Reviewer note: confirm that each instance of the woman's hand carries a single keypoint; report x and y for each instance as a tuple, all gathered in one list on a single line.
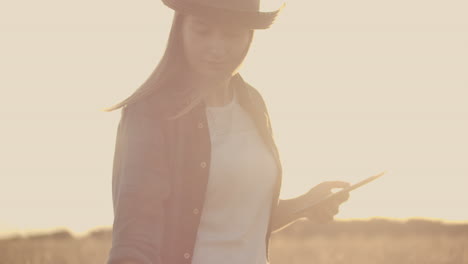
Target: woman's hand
[(324, 212)]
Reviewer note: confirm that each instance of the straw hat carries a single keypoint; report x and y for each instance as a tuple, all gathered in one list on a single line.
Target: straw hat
[(249, 13)]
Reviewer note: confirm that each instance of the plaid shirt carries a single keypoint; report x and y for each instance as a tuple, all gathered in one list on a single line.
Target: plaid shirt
[(160, 174)]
——
REQUIRED ACTION: Nothing but the pictures is to be left out; the rest of the listing should be copied exactly.

WRITTEN SOLUTION:
Reviewer note: confirm that each instance of the woman's hand carries a single keypoint; report x and y for each instance as a tuple, all gathered in one list on a single line.
Target: woman's hand
[(324, 212)]
Reviewer note: confirm that each instance of the straw hat carries a single keypoint; report x and y for each instance as a tuple, all gathered in one list on a single line.
Target: straw hat
[(249, 13)]
Reviewer note: confirm that each instance of the plaid shirt carries a single keypoint; report x and y for each instance as a tuple, all gathered in one list on a single line.
Target: plaid shirt
[(160, 174)]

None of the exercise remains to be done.